Data section:
::::::::
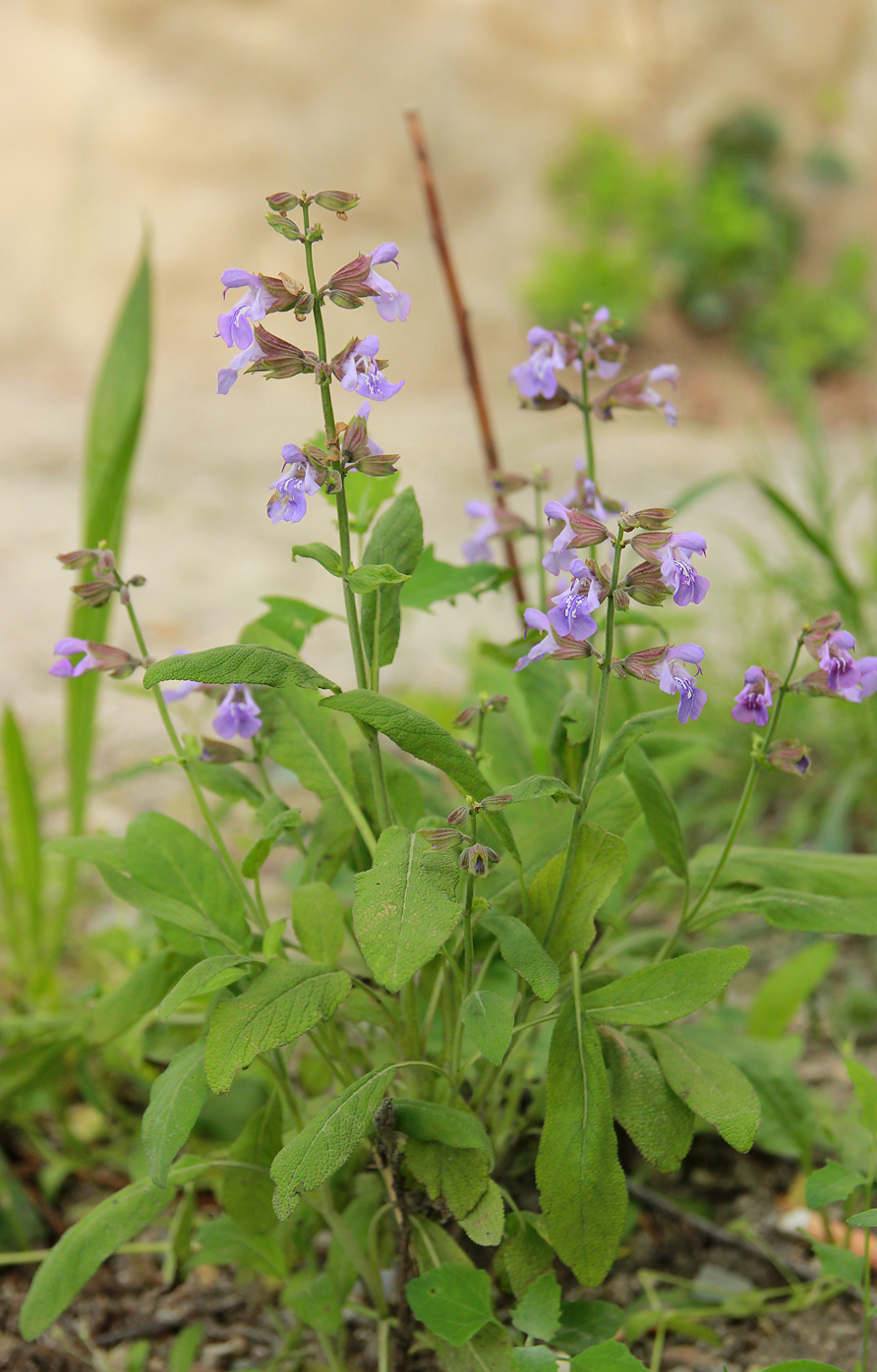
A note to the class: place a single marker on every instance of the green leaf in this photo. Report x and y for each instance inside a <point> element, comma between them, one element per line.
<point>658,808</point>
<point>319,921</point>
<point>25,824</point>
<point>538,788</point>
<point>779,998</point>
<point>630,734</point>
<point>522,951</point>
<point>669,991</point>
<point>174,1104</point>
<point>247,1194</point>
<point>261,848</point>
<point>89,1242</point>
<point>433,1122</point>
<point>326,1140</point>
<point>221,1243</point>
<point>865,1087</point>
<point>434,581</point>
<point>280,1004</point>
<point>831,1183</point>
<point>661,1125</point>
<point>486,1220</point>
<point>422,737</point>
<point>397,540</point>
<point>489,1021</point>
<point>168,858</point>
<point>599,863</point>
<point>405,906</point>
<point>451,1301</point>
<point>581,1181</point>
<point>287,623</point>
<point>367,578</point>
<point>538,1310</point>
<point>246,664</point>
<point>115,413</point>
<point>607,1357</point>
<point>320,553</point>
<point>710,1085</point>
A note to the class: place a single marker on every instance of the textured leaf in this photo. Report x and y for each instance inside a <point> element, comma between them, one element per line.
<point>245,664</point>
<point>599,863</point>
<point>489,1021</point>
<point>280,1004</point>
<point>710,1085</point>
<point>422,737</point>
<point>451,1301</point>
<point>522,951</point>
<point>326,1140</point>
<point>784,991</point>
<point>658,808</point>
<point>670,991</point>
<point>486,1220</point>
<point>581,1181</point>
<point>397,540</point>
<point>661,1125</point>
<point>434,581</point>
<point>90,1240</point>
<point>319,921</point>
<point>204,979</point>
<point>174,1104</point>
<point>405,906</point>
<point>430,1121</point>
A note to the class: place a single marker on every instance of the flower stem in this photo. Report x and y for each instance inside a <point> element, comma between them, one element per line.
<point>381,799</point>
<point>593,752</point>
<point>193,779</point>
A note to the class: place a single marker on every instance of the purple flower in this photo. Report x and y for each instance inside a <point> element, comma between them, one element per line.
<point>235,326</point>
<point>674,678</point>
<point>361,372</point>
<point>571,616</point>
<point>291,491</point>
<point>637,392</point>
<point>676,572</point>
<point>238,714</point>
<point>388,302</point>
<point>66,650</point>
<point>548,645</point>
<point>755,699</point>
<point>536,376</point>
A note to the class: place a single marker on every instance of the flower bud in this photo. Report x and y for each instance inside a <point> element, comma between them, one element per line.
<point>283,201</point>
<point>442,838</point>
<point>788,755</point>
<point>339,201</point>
::::::::
What to do: Your output should be the full set of entries above, restated word for word and free of pictures.

Answer to this exercise:
A note to the class: place a single marker on every instance of the green leaf in this photo. Report x and y for each instance inside a <point> element, comma between them, one element per line.
<point>658,808</point>
<point>319,921</point>
<point>25,824</point>
<point>538,788</point>
<point>779,998</point>
<point>630,734</point>
<point>522,951</point>
<point>669,991</point>
<point>174,1104</point>
<point>247,1194</point>
<point>261,848</point>
<point>89,1242</point>
<point>433,1122</point>
<point>326,1140</point>
<point>221,1243</point>
<point>865,1087</point>
<point>434,581</point>
<point>280,1004</point>
<point>831,1183</point>
<point>661,1125</point>
<point>486,1220</point>
<point>422,737</point>
<point>397,540</point>
<point>489,1021</point>
<point>168,858</point>
<point>599,863</point>
<point>405,906</point>
<point>451,1301</point>
<point>581,1181</point>
<point>287,623</point>
<point>367,578</point>
<point>538,1310</point>
<point>246,664</point>
<point>115,413</point>
<point>607,1357</point>
<point>320,553</point>
<point>710,1085</point>
A note to the class: place a single marker on every instance of the textured leaf in this photo. Report x and y for each instance inside a <point> element, comma between them, one element per line.
<point>245,664</point>
<point>599,863</point>
<point>489,1021</point>
<point>280,1004</point>
<point>710,1085</point>
<point>422,737</point>
<point>451,1301</point>
<point>522,951</point>
<point>326,1140</point>
<point>784,991</point>
<point>658,808</point>
<point>670,991</point>
<point>486,1220</point>
<point>581,1181</point>
<point>397,540</point>
<point>661,1125</point>
<point>434,581</point>
<point>90,1240</point>
<point>319,921</point>
<point>204,979</point>
<point>174,1104</point>
<point>405,906</point>
<point>430,1121</point>
A note to the class: place a single marker on every instance of the flower stem in this photo. Report x and y for each instance inside a <point> element, comma between them, one element per line.
<point>381,799</point>
<point>593,752</point>
<point>193,779</point>
A note to the class: place a single marker on every instance of the purple flower in this photo. Report x and y for each instance inside a <point> element, comma between them, one element per line.
<point>235,326</point>
<point>674,678</point>
<point>361,372</point>
<point>571,616</point>
<point>291,491</point>
<point>637,392</point>
<point>676,572</point>
<point>238,714</point>
<point>388,302</point>
<point>66,650</point>
<point>548,645</point>
<point>755,699</point>
<point>536,376</point>
A note to the class: place a single marker on every instance of the flower bud in this photo. Report x and y for each instance inside a <point> element, comma between them, one element per line.
<point>283,201</point>
<point>442,838</point>
<point>788,755</point>
<point>339,201</point>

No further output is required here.